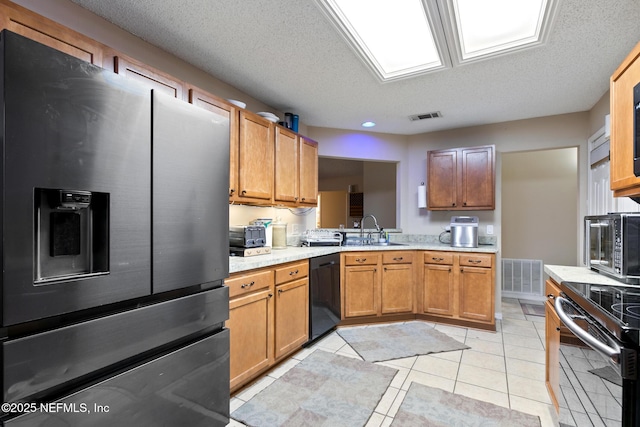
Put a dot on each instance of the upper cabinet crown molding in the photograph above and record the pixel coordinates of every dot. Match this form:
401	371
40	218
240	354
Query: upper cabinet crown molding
623	80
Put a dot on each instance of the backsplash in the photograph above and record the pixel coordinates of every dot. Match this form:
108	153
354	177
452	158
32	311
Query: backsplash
298	219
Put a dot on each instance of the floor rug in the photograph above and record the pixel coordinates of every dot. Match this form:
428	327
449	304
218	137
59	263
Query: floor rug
324	389
532	308
397	340
608	373
428	406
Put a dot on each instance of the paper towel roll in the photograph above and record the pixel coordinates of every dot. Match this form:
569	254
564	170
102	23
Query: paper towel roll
422	196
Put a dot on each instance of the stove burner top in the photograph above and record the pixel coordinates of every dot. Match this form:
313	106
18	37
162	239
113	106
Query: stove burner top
620	303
____________
WHAT YOU NEED TO DO: For the word "coordinates", return every line of the records that holds it.

OUTPUT FOR THIS TASK:
Put a dot on each instance of the upper cabinet crown molding in the photograph above and record the pixel coordinates of every dot. Match this form:
Put a dot on each instance of the backsplash in the photograph above and record the pixel coordinates of every dot. Match this form:
Put a dot on each instance of the floor rug in the photograph above and record the pixel coordinates of every dot. Match this form:
Put a dot on each instance of the paper towel roll in the photograph above and record the pixel coordinates of every dot. Match this form:
Put a dot on each instance of the stove burner top in the photograph above and record the pixel coordinates of every dot. Match this form:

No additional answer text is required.